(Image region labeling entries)
* * * *
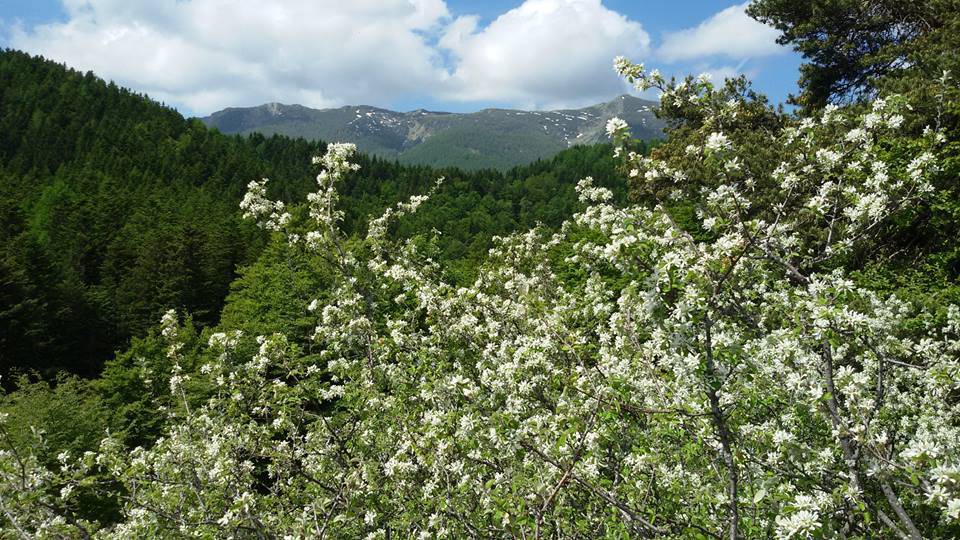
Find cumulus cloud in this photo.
[657,2,785,62]
[10,0,449,113]
[5,0,781,114]
[9,0,649,114]
[439,0,650,107]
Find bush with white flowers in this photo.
[0,59,960,538]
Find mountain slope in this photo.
[201,96,663,169]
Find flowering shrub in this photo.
[0,59,960,538]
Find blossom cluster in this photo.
[0,59,960,539]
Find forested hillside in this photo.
[0,51,644,382]
[0,0,960,540]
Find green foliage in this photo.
[747,0,960,109]
[0,50,640,383]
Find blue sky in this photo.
[0,0,800,115]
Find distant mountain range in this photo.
[201,95,664,169]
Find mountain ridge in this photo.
[200,95,664,169]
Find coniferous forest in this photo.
[0,0,960,540]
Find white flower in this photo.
[705,132,733,152]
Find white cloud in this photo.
[10,0,449,113]
[9,0,650,114]
[439,0,650,107]
[657,2,786,62]
[6,0,782,114]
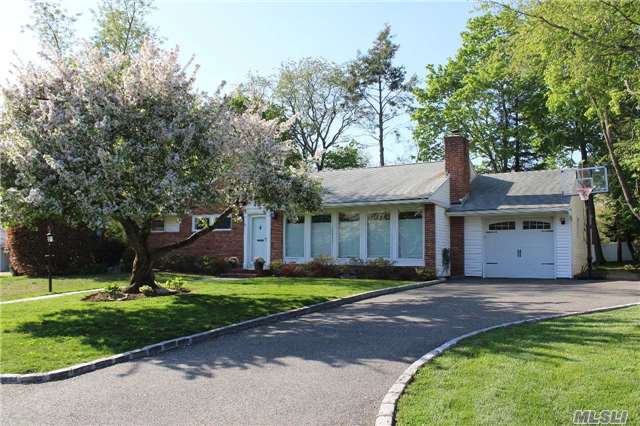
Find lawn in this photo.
[0,276,407,373]
[397,307,640,425]
[0,274,126,301]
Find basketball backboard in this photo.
[575,166,609,194]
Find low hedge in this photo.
[270,257,436,281]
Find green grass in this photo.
[397,307,640,425]
[0,277,406,373]
[0,274,127,301]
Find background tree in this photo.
[0,43,320,292]
[412,12,563,173]
[92,0,158,54]
[500,0,640,221]
[250,58,360,170]
[349,25,416,166]
[324,140,369,170]
[24,0,78,57]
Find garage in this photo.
[484,218,556,278]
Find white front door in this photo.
[251,216,267,267]
[484,220,555,278]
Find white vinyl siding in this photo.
[553,214,573,278]
[284,217,304,258]
[435,206,451,277]
[398,210,424,259]
[311,214,331,257]
[464,216,484,277]
[367,212,391,258]
[570,196,587,275]
[338,213,360,258]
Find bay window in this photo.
[284,217,304,257]
[367,212,391,258]
[398,211,424,259]
[338,213,360,258]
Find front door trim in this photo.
[243,206,271,269]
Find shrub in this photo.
[164,277,186,291]
[415,268,436,281]
[140,285,156,296]
[224,256,240,269]
[202,256,228,275]
[102,283,122,299]
[280,263,307,277]
[305,256,337,277]
[269,260,284,275]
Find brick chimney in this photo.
[444,131,471,204]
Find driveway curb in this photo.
[375,302,640,426]
[0,279,444,384]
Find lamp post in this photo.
[46,226,53,293]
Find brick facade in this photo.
[424,204,436,270]
[444,135,471,204]
[271,213,284,262]
[449,216,464,276]
[149,209,244,263]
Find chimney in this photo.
[444,130,471,204]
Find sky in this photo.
[0,0,476,165]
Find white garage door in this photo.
[484,219,555,278]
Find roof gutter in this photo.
[447,204,570,216]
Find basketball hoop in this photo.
[576,186,593,201]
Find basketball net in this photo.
[576,186,593,201]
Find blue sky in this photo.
[0,0,475,164]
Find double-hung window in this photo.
[311,214,331,257]
[367,212,391,258]
[398,211,424,259]
[338,213,360,258]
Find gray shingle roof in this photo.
[449,169,575,212]
[315,162,447,205]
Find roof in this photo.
[315,161,447,205]
[449,169,575,212]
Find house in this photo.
[151,135,587,278]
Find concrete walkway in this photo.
[0,280,640,425]
[0,288,102,305]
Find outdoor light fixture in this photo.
[45,226,53,293]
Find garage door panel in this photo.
[484,222,555,278]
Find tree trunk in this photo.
[378,77,384,167]
[120,219,158,293]
[616,238,622,263]
[578,137,605,264]
[625,234,638,261]
[125,244,158,293]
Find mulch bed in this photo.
[82,287,190,302]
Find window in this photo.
[489,221,516,231]
[522,220,551,231]
[191,214,231,232]
[151,218,164,232]
[367,213,391,258]
[311,214,331,257]
[338,213,360,258]
[398,211,424,259]
[284,216,304,257]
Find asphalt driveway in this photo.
[0,280,640,425]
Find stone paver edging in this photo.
[375,302,640,426]
[0,280,444,384]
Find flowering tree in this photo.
[0,42,320,292]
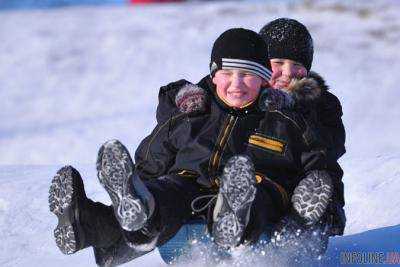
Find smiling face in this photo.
[212,69,264,108]
[269,58,307,89]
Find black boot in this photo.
[49,166,122,254]
[97,140,158,251]
[292,170,333,226]
[212,155,257,249]
[49,166,89,254]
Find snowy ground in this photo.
[0,0,400,266]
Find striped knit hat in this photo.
[210,28,271,80]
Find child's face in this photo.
[213,70,264,108]
[269,58,307,89]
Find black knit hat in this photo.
[260,18,314,70]
[210,28,271,80]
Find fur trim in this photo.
[286,78,321,104]
[259,88,294,111]
[308,71,329,91]
[175,83,207,113]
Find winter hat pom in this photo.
[210,28,271,80]
[260,18,314,71]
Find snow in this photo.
[0,0,400,266]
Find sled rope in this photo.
[190,194,218,212]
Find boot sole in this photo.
[292,171,333,225]
[97,140,148,231]
[49,166,78,254]
[213,157,256,248]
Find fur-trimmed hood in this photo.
[259,71,329,110]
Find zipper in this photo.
[208,115,238,186]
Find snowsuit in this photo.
[89,74,340,265]
[157,71,346,235]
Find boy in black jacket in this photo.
[49,29,332,265]
[260,18,346,248]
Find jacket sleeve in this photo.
[316,91,346,161]
[135,80,189,179]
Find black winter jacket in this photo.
[135,77,337,211]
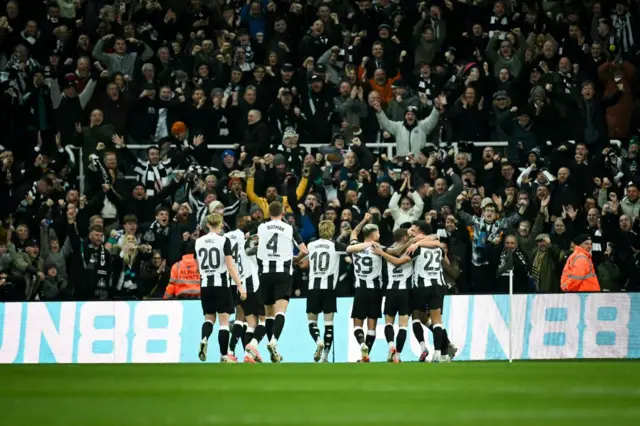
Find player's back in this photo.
[413,247,445,287]
[224,229,256,282]
[258,220,294,274]
[196,232,231,287]
[352,241,383,289]
[307,239,346,290]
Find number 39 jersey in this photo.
[351,240,384,290]
[258,220,302,274]
[224,229,259,293]
[307,239,347,290]
[412,247,445,287]
[196,232,231,287]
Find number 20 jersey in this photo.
* * * *
**EXERCISE PROMPT**
Copy every row above verbatim, leaving out the pictures.

**TASK RESPONSE**
Find cumulus cloud in this photo.
[657,2,785,62]
[10,0,449,113]
[5,0,781,114]
[9,0,649,114]
[439,0,650,107]
Find bush with white flowers in this photo.
[0,59,960,538]
Find mountain slope in this photo.
[201,96,663,169]
Find flowering shrub in this photo.
[0,59,960,538]
Find blossom cluster in this photo.
[0,59,960,539]
Find forested hillside in this photo.
[0,51,644,382]
[0,0,960,540]
Find green foliage in this photo.
[747,0,960,109]
[0,50,640,383]
Find blue sky in this photo.
[0,0,800,115]
Find distant mountain range in this photo.
[201,95,664,169]
Find mountain ridge in this photo.
[200,95,664,169]
Find coniferous forest in this photo.
[0,0,960,540]
Find white flower in this photo.
[705,132,733,152]
Find white cloud in this photo.
[10,0,449,113]
[9,0,650,114]
[439,0,650,107]
[657,2,786,62]
[6,0,782,114]
Find lawn in this photo.
[0,276,407,373]
[397,307,640,425]
[0,274,126,301]
Find basketball backboard in this photo.
[575,166,609,194]
Find low hedge in this photo.
[270,257,436,281]
Find green grass in this photo.
[397,307,640,425]
[0,277,406,373]
[0,274,127,301]
Find background tree in this photo.
[0,43,320,292]
[412,12,563,173]
[92,0,158,54]
[500,0,640,221]
[250,58,360,170]
[349,25,416,166]
[324,140,369,170]
[24,0,78,57]
Find garage in this photo.
[484,218,556,278]
Find white front door in this photo.
[251,216,267,267]
[484,220,555,278]
Find white vinyl siding in this photo.
[553,214,573,278]
[284,217,304,258]
[435,206,451,277]
[398,210,424,259]
[311,214,331,257]
[464,216,484,277]
[367,212,391,258]
[570,196,587,275]
[338,213,360,258]
Find bay window in this photo.
[284,217,304,257]
[367,212,391,258]
[398,211,424,259]
[338,213,360,258]
Find front door trim in this photo.
[243,206,271,269]
Find shrub in this photo.
[164,277,186,291]
[415,268,436,281]
[140,285,156,296]
[224,256,240,269]
[202,256,228,275]
[102,283,122,299]
[280,263,307,277]
[305,256,337,277]
[269,260,284,275]
Find brick chimney in this photo.
[444,131,471,204]
Find driveway curb in this photo.
[375,302,640,426]
[0,279,444,384]
Find lamp post in this photo.
[46,226,53,293]
Find brick facade in this photo.
[424,204,436,270]
[444,135,471,204]
[271,213,284,262]
[449,216,464,276]
[149,209,244,263]
Find chimney in this photo.
[444,130,471,204]
Find sky in this photo.
[0,0,476,165]
Find white garage door in this photo.
[484,219,555,278]
Find roof gutter in this photo.
[447,204,570,216]
Find basketball hoop in this photo.
[576,186,593,201]
Find basketball net in this photo.
[576,186,593,201]
Find blue sky in this photo.
[0,0,475,164]
Find double-hung window in this photo.
[311,214,331,257]
[367,212,391,258]
[398,211,424,259]
[338,213,360,258]
Find gray shingle roof in this photo.
[449,169,575,212]
[315,162,447,205]
Find roof in this photo.
[315,161,447,205]
[449,169,575,212]
Find house in this photo.
[151,135,587,278]
Find concrete walkway in this photo.
[0,280,640,425]
[0,288,102,305]
Find outdoor light fixture in this photo.
[45,226,53,293]
Find garage door panel in this photo.
[484,222,555,278]
Find tree trunk in this photo.
[378,77,384,167]
[120,219,158,293]
[616,238,622,263]
[578,137,605,264]
[625,234,638,261]
[125,244,158,293]
Find mulch bed in this photo.
[82,287,190,302]
Find window in this photo.
[489,221,516,231]
[522,220,551,231]
[191,214,231,232]
[151,218,164,232]
[367,213,391,258]
[311,214,331,257]
[338,213,360,258]
[398,211,424,259]
[284,216,304,257]
Find asphalt driveway in this photo.
[0,280,640,425]
Find stone paver edging in this photo.
[375,302,640,426]
[0,280,444,384]
Find flowering tree in this photo.
[0,42,320,292]
Find smiling face in this photo.
[212,69,264,108]
[269,58,307,89]
Find black boot in this photo.
[49,166,122,254]
[97,140,158,251]
[292,170,333,226]
[212,155,257,249]
[49,166,89,254]
Find snowy ground in this photo.
[0,0,400,266]
Find striped knit hat in this photo.
[210,28,271,80]
Find child's face in this photo.
[213,70,264,108]
[269,58,307,89]
Find black knit hat in this photo.
[260,18,314,70]
[210,28,271,80]
Find fur trim in this photo.
[286,78,321,104]
[259,88,294,111]
[308,71,329,91]
[175,83,207,113]
Find winter hat pom in this photo.
[210,28,271,80]
[260,18,314,71]
Find snow in this photo.
[0,0,400,266]
Find sled rope in this photo.
[190,194,218,212]
Find boot sole in this photo.
[292,171,333,225]
[97,140,148,231]
[49,166,78,254]
[213,157,256,248]
Find fur-trimmed hood in this photo.
[259,71,329,110]
Find zipper in this photo.
[208,115,238,186]
Find snowsuit in this photo.
[89,74,340,265]
[157,71,346,235]
Find boy in black jacket in this photo.
[49,29,332,265]
[260,18,346,248]
Find jacket sleeve in this photo.
[316,91,346,161]
[135,80,189,179]
Find black winter jacket in this photo.
[135,77,337,211]
Find player's back in this photo.
[413,247,445,287]
[224,229,256,282]
[258,220,294,274]
[196,232,231,287]
[352,241,383,289]
[307,239,346,290]
Find number 39 jersey in this photo.
[351,240,384,290]
[258,220,302,274]
[224,229,259,293]
[307,239,347,290]
[412,247,445,287]
[196,232,231,287]
Find number 20 jersey in this photo.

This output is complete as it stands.